What is asked —
Any picture among the records should be left out, please; retype the rest exactly.

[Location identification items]
|---|
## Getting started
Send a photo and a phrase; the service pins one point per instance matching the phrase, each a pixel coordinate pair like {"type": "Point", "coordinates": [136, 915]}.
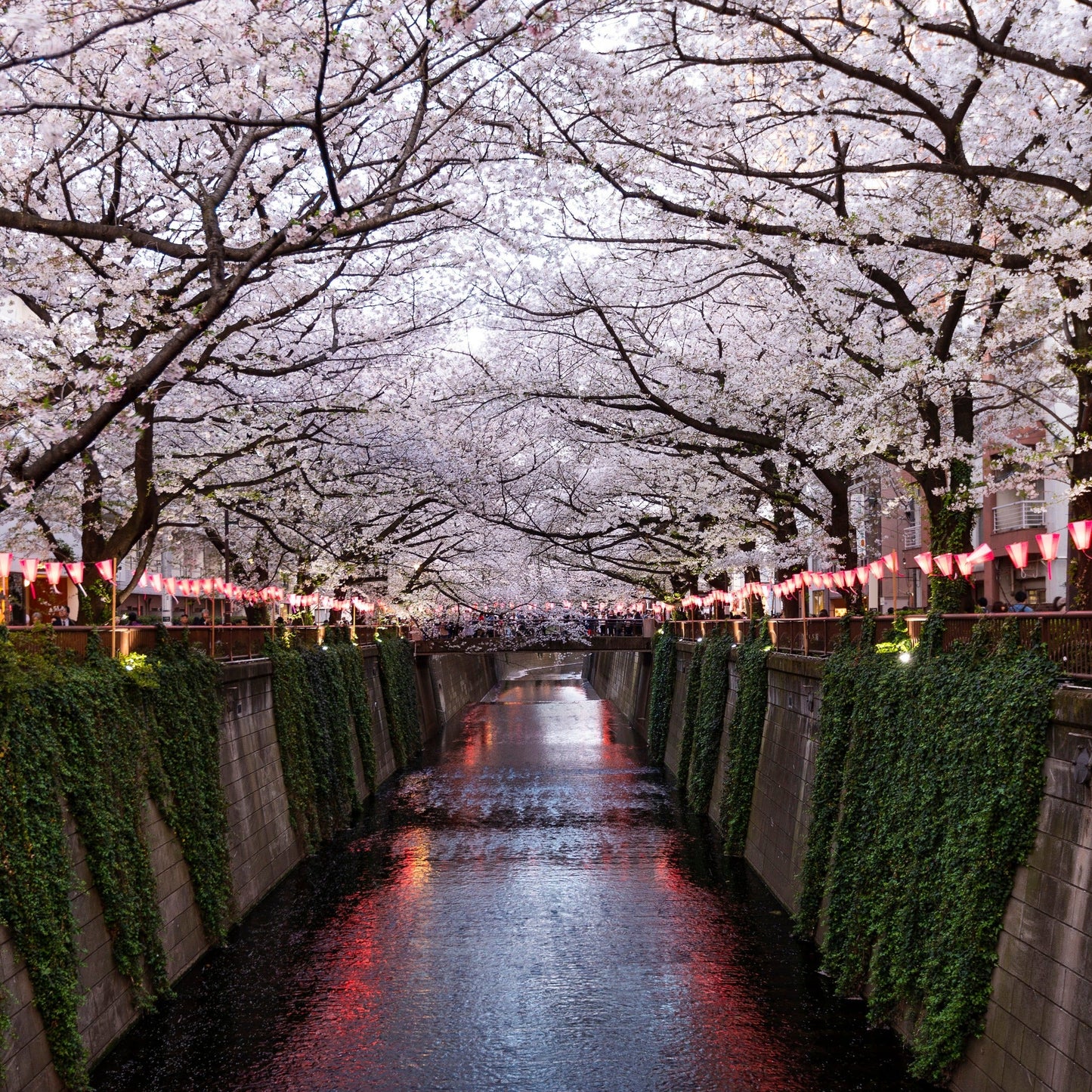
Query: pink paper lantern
{"type": "Point", "coordinates": [1018, 554]}
{"type": "Point", "coordinates": [1081, 533]}
{"type": "Point", "coordinates": [982, 554]}
{"type": "Point", "coordinates": [1048, 547]}
{"type": "Point", "coordinates": [29, 567]}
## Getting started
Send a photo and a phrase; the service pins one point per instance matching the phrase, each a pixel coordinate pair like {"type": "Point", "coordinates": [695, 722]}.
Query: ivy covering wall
{"type": "Point", "coordinates": [712, 685]}
{"type": "Point", "coordinates": [745, 738]}
{"type": "Point", "coordinates": [928, 782]}
{"type": "Point", "coordinates": [399, 680]}
{"type": "Point", "coordinates": [93, 741]}
{"type": "Point", "coordinates": [320, 700]}
{"type": "Point", "coordinates": [690, 716]}
{"type": "Point", "coordinates": [660, 692]}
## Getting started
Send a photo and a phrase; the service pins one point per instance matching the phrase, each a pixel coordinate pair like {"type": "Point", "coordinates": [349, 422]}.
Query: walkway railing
{"type": "Point", "coordinates": [1067, 637]}
{"type": "Point", "coordinates": [232, 642]}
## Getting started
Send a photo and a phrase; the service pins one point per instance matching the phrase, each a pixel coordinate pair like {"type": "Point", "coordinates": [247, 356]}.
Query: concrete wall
{"type": "Point", "coordinates": [623, 679]}
{"type": "Point", "coordinates": [459, 680]}
{"type": "Point", "coordinates": [1038, 1025]}
{"type": "Point", "coordinates": [263, 849]}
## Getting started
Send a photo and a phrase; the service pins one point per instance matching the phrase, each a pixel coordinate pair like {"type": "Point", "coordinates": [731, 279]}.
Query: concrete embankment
{"type": "Point", "coordinates": [263, 849]}
{"type": "Point", "coordinates": [1038, 1025]}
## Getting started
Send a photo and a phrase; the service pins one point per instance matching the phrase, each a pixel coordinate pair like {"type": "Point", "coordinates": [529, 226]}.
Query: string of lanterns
{"type": "Point", "coordinates": [174, 586]}
{"type": "Point", "coordinates": [951, 566]}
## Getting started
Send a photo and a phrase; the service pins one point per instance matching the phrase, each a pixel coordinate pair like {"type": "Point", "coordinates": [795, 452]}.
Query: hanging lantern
{"type": "Point", "coordinates": [1048, 547]}
{"type": "Point", "coordinates": [1081, 533]}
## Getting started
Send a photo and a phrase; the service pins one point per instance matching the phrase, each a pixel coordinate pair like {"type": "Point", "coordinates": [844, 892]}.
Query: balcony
{"type": "Point", "coordinates": [1019, 515]}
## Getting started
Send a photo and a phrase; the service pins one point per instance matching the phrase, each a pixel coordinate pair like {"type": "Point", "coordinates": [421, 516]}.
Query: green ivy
{"type": "Point", "coordinates": [35, 868]}
{"type": "Point", "coordinates": [331, 728]}
{"type": "Point", "coordinates": [348, 654]}
{"type": "Point", "coordinates": [928, 784]}
{"type": "Point", "coordinates": [745, 738]}
{"type": "Point", "coordinates": [836, 719]}
{"type": "Point", "coordinates": [319, 701]}
{"type": "Point", "coordinates": [95, 739]}
{"type": "Point", "coordinates": [188, 710]}
{"type": "Point", "coordinates": [399, 680]}
{"type": "Point", "coordinates": [690, 716]}
{"type": "Point", "coordinates": [660, 694]}
{"type": "Point", "coordinates": [709, 721]}
{"type": "Point", "coordinates": [292, 712]}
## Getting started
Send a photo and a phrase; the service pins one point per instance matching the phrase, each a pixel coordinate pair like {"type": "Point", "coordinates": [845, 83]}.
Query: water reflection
{"type": "Point", "coordinates": [525, 912]}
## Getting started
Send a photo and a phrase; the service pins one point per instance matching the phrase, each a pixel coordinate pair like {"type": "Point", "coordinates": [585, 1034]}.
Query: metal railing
{"type": "Point", "coordinates": [224, 642]}
{"type": "Point", "coordinates": [1020, 515]}
{"type": "Point", "coordinates": [1067, 637]}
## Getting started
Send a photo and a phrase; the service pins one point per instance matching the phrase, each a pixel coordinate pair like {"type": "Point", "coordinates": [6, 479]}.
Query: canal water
{"type": "Point", "coordinates": [527, 912]}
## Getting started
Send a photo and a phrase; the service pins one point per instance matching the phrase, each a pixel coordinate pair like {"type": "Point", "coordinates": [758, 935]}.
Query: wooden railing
{"type": "Point", "coordinates": [1067, 637]}
{"type": "Point", "coordinates": [224, 642]}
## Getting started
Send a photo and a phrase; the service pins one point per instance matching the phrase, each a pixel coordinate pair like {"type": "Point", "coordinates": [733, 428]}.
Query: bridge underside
{"type": "Point", "coordinates": [485, 643]}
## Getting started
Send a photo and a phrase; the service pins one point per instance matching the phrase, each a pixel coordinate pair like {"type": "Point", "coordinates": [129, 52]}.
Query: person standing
{"type": "Point", "coordinates": [1021, 604]}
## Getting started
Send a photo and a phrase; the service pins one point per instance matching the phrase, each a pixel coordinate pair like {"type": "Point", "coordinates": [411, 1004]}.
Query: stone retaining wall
{"type": "Point", "coordinates": [1038, 1025]}
{"type": "Point", "coordinates": [263, 849]}
{"type": "Point", "coordinates": [623, 679]}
|---|
Exercise solution —
## Getting started
Send a photo and a phrase; the service pins one point per instance matching the phrase, each a pixel coordinate pair like {"type": "Point", "coordinates": [136, 915]}.
Query: pink paper lantern
{"type": "Point", "coordinates": [1018, 554]}
{"type": "Point", "coordinates": [1081, 533]}
{"type": "Point", "coordinates": [982, 554]}
{"type": "Point", "coordinates": [1048, 547]}
{"type": "Point", "coordinates": [29, 567]}
## Getting started
Send a photo and a phrase; the service pins one point per instance matching the phrase, each a pixel coordinate pair like {"type": "Point", "coordinates": [695, 722]}.
Query: ivy covering wall
{"type": "Point", "coordinates": [712, 685]}
{"type": "Point", "coordinates": [745, 738]}
{"type": "Point", "coordinates": [928, 782]}
{"type": "Point", "coordinates": [399, 680]}
{"type": "Point", "coordinates": [93, 741]}
{"type": "Point", "coordinates": [320, 700]}
{"type": "Point", "coordinates": [690, 716]}
{"type": "Point", "coordinates": [660, 692]}
## Getting started
Send a photo and a phrase; the service pins one point per instance matching the phrase, each a pixel coordinate pair like {"type": "Point", "coordinates": [349, 422]}.
Query: walkway railing
{"type": "Point", "coordinates": [1067, 637]}
{"type": "Point", "coordinates": [232, 642]}
## Getting started
Send a photo and a phrase; the service pins one point per instance matching the phrase, each a pixel coordinate pair like {"type": "Point", "coordinates": [247, 356]}.
Query: concrete wall
{"type": "Point", "coordinates": [623, 679]}
{"type": "Point", "coordinates": [459, 680]}
{"type": "Point", "coordinates": [1038, 1025]}
{"type": "Point", "coordinates": [263, 849]}
## Getting started
Send a photo and a phrase; the service pins one point per instance matching the phrase, each a pixel coordinate pair like {"type": "Point", "coordinates": [731, 279]}.
Query: concrete embankment
{"type": "Point", "coordinates": [263, 849]}
{"type": "Point", "coordinates": [1038, 1025]}
## Getting started
Send a photo and a phrase; the service pins one point per instance matching the phrase, each a pixel coordinate pair like {"type": "Point", "coordinates": [529, 226]}.
Query: string of lanterns
{"type": "Point", "coordinates": [174, 586]}
{"type": "Point", "coordinates": [951, 566]}
## Getting started
Send a photo and a phrase; the service pins one point per instance matching the phrase, each a pixel coordinate pair like {"type": "Point", "coordinates": [795, 452]}.
Query: hanging lantern
{"type": "Point", "coordinates": [1048, 547]}
{"type": "Point", "coordinates": [1081, 533]}
## Getting started
Send a photo and a phrase; the service pins one point per instance matching the phrase, each a pixel coordinate pair like {"type": "Point", "coordinates": [844, 892]}.
Query: balcony
{"type": "Point", "coordinates": [1019, 515]}
## Getting started
Send a photo and a phrase; the service pins one point per instance matching the phrase, each a pixel coordinate pair like {"type": "Point", "coordinates": [421, 516]}.
Query: green ivy
{"type": "Point", "coordinates": [35, 868]}
{"type": "Point", "coordinates": [331, 728]}
{"type": "Point", "coordinates": [348, 654]}
{"type": "Point", "coordinates": [928, 784]}
{"type": "Point", "coordinates": [745, 738]}
{"type": "Point", "coordinates": [836, 719]}
{"type": "Point", "coordinates": [319, 701]}
{"type": "Point", "coordinates": [95, 739]}
{"type": "Point", "coordinates": [188, 710]}
{"type": "Point", "coordinates": [399, 680]}
{"type": "Point", "coordinates": [690, 716]}
{"type": "Point", "coordinates": [660, 694]}
{"type": "Point", "coordinates": [709, 721]}
{"type": "Point", "coordinates": [292, 712]}
## Getting started
Send a photo and a phrase; the service pins one point per instance matching the phrase, each a pixel coordinate pair like {"type": "Point", "coordinates": [845, 83]}.
Query: water reflection
{"type": "Point", "coordinates": [525, 912]}
## Getting started
Send a photo and a phrase; the service pins one point per instance matching the phrase, each a pixel coordinate pair like {"type": "Point", "coordinates": [585, 1034]}.
Query: metal railing
{"type": "Point", "coordinates": [224, 642]}
{"type": "Point", "coordinates": [1020, 515]}
{"type": "Point", "coordinates": [1067, 637]}
## Getting started
Send a photo and a phrase; the service pins one point per instance matching the phrase, each a pixel coordinate pair like {"type": "Point", "coordinates": [6, 479]}.
Query: canal water
{"type": "Point", "coordinates": [527, 912]}
## Getting started
Send a photo and a phrase; the service pins one point per instance matching the phrase, each a pixel coordinate pair like {"type": "Point", "coordinates": [758, 935]}.
Query: wooden railing
{"type": "Point", "coordinates": [1067, 637]}
{"type": "Point", "coordinates": [224, 642]}
## Getting started
Send a photo and a phrase; the service pins one point per instance matching the phrase, each a pixel coordinate pair like {"type": "Point", "coordinates": [733, 428]}.
Query: bridge underside
{"type": "Point", "coordinates": [485, 643]}
## Getting started
Send a photo and a phrase; the service pins one point per instance matching the phrase, each a pixel coordinate pair like {"type": "Point", "coordinates": [129, 52]}.
Query: person standing
{"type": "Point", "coordinates": [1021, 604]}
## Getting started
Send a photo and a phrase; the service pins one point per instance matching the phrase, each a pixel coordinate pair like {"type": "Point", "coordinates": [411, 1004]}.
Query: stone retaining wall
{"type": "Point", "coordinates": [1038, 1025]}
{"type": "Point", "coordinates": [263, 849]}
{"type": "Point", "coordinates": [623, 679]}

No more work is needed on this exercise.